§ **Provided passage**:
....

The tax laws vary from one country to another. These are the current rules in the USA. Also, in the USA, members of religious orders do not pay taxes, because our salaries are not paid in our name. The check is cut in the name of our order. For example, the diocese for which I work pays my order, not me. Legally, I have no income.

Members of religious congregations may pay taxes if the check is cut in their name. Religious congregations are allowed to get paid a salary and benefits under Church law. Religious orders are not.

Secular priests who belong to societies (Vincentians, Maryknoll, SSPX, FSSP, Christ the King, etc) must pay taxes. Checks are always cut out to them and they also get benefits paid to them. They get to keep 100% of it.

Secular priests who work for a diocese, also known as diocesan priests, also pay taxes. They are independent contractors for a parish. The parish pays them a salary and pays for their benefits. But the parish does not pay their Social Security tax or their unemployment benefits, nor disability insurance. They have a retirement plan through the diocese, like any other secular employee. They must pay for these themselves if they want them. They are no one's employees, not even the dioceses. In the past they were paid as diocesan employees, but those rules have changed. They get paid the same salary, but less benefits.

Fraternally,

Br. JR, OSF :)


#4

I have a quick question for Br JR OSF.

First of all thank you for your writings on the differences between Orders, especially Nuns and Sisters. This is all very confusing.
I went to the Sisters of Mercy of the Americas web site. They said they take vows and their founder is Catherine McCauley. (She was a Nun not a Sister, and who never founded Sisters who were not Nuns.)
sistersofmercy.org/index.php?option=com_content&task=blogcategory&id=30&Itemid=73

Do they purposely try to confuse people? They never explain the difference or even state their is a difference on their web site.

This is the order of Carol Keehan of CHA, who defied our Catholic bishops, and continues to do so regarding abortion.

....

§ **Dataset records**:

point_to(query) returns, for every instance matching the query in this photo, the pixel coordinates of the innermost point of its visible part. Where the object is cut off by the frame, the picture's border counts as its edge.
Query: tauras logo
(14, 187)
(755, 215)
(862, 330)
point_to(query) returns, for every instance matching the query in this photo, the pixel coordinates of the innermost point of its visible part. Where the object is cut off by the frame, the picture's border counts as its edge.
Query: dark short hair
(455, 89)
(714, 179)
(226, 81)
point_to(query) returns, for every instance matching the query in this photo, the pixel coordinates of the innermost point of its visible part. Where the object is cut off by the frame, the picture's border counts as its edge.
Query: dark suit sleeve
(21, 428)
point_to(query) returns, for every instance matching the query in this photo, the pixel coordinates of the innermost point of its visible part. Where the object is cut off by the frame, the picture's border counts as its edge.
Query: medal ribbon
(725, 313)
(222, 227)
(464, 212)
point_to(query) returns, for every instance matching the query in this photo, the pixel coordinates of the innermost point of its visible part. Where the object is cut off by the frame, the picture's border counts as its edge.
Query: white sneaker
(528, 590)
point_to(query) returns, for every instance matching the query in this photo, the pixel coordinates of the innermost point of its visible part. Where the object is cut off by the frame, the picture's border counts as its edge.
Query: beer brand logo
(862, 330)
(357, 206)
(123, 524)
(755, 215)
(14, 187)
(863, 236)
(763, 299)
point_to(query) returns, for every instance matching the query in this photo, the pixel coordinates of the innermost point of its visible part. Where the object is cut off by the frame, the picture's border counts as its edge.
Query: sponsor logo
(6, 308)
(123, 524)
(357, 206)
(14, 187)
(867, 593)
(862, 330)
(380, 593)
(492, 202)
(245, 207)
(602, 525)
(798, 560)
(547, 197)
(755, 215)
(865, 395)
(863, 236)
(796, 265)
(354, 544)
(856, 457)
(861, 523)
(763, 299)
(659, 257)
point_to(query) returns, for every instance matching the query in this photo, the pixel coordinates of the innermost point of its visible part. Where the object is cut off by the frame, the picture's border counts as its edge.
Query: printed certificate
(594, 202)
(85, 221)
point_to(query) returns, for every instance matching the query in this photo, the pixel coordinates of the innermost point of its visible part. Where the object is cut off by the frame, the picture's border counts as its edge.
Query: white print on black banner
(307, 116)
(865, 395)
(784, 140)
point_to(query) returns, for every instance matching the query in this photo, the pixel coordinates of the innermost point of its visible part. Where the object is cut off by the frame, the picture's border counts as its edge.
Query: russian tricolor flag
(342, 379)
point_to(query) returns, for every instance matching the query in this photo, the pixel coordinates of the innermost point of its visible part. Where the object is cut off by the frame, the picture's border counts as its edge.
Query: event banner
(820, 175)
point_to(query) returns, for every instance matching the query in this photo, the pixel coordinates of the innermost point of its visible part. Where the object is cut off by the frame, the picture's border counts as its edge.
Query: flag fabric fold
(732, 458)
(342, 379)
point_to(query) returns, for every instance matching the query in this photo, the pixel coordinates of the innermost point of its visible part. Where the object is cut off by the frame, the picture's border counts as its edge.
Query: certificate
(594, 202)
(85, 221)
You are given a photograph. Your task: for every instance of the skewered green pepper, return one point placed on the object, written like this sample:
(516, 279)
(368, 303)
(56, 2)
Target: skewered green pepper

....

§ **Request A**: In the passage on clergy and taxes, why do members of religious orders in the USA not pay taxes?
§ **Request B**: Resume the passage on clergy and taxes after its last sentence.

§ **Exercise answer A**: Their salaries are not paid in their name; the check is cut in the name of their order.

§ **Exercise answer B**:
Are they required to adhere to the “Catechism of the Catholic Church”?
Who is their boss ? - the Pope ? Since they elect their President, I would not be interested in writing to her. I’ve done that and it does no good. They belong to political lobbiest organizations, etc. And are giving Catholics a bad name.

What can be done about religious heretics or schismatics in our Church ? There are starting to be too many orders that advertise themselves as Catholic yet, do not adhere to the teachings of the Church.
Further, some have their own Churches which clearly are not Catholic (women priests and bishops, excommunicated Priests, etc.)
This is confusing whem looking for a Church when on vacation. What can be done about this if anything.

Thank you. Confused.

PS: Mother Angelica and real orders of Nuns also call themselves Sisters. How can the average person tell the difference ?


#5

Dear Br-

The Sisters of Mercy of the Amercias states “They focus on empowering women, helping immigrants, practicing anti-racism and non-violence, and caring for Earth and our natural resources”.

Why don’t they just join Planned Parenthood, or National Organization of Women, or Obama’s Green Movement ?

Never once do they state anything about helping souls get to heaven, or adherance to the CCC 2nd Ed, or mention the Pope.

This and my previous message is important because - If I were a politician, it certainly would confuse me. Catholic or non-Catholic alike.


#6

[quote="WatchingMedia, post:4, topic:202389"]
I have a quick question for Br JR OSF.

First of all thank you for your writings on the differences between Orders, especially Nuns and Sisters. This is all very confusing.
I went to the Sisters of Mercy of the Americas web site. They said they take vows and their founder is Catherine McCauley. (She was a Nun not a Sister, and who never founded Sisters who were not Nuns.)
sistersofmercy.org/index.php?option=com_content&task=blogcategory&id=30&Itemid=73

Do they purposely try to confuse people? They never explain the difference or even state their is a difference on their web site.

This is the order of Carol Keehan of CHA, who defied our Catholic bishops, and continues to do so regarding abortion.
Are they required to adhere to the "Catechism of the Catholic Church"?
Who is their boss ? - the Pope ? Since they elect their President, I would not be interested in writing to her. I've done that and it does no good. They belong to political lobbiest organizations, etc. And are giving Catholics a bad name.

What can be done about religious heretics or schismatics in our Church ? There are starting to be too many orders that advertise themselves as Catholic yet, do not adhere to the teachings of the Church.
Further, some have their own Churches which clearly are not Catholic (women priests and bishops, excommunicated Priests, etc.)
This is confusing whem looking for a Church when on vacation. What can be done about this if anything.

Thank you. Confused.

PS: Mother Angelica and real orders of Nuns also call themselves Sisters. How can the average person tell the difference ?

[/quote]

Nuns always belong to religious orders. Sisters always belong to congregations. Nuns are always enclosed. Sisters are never enclosed.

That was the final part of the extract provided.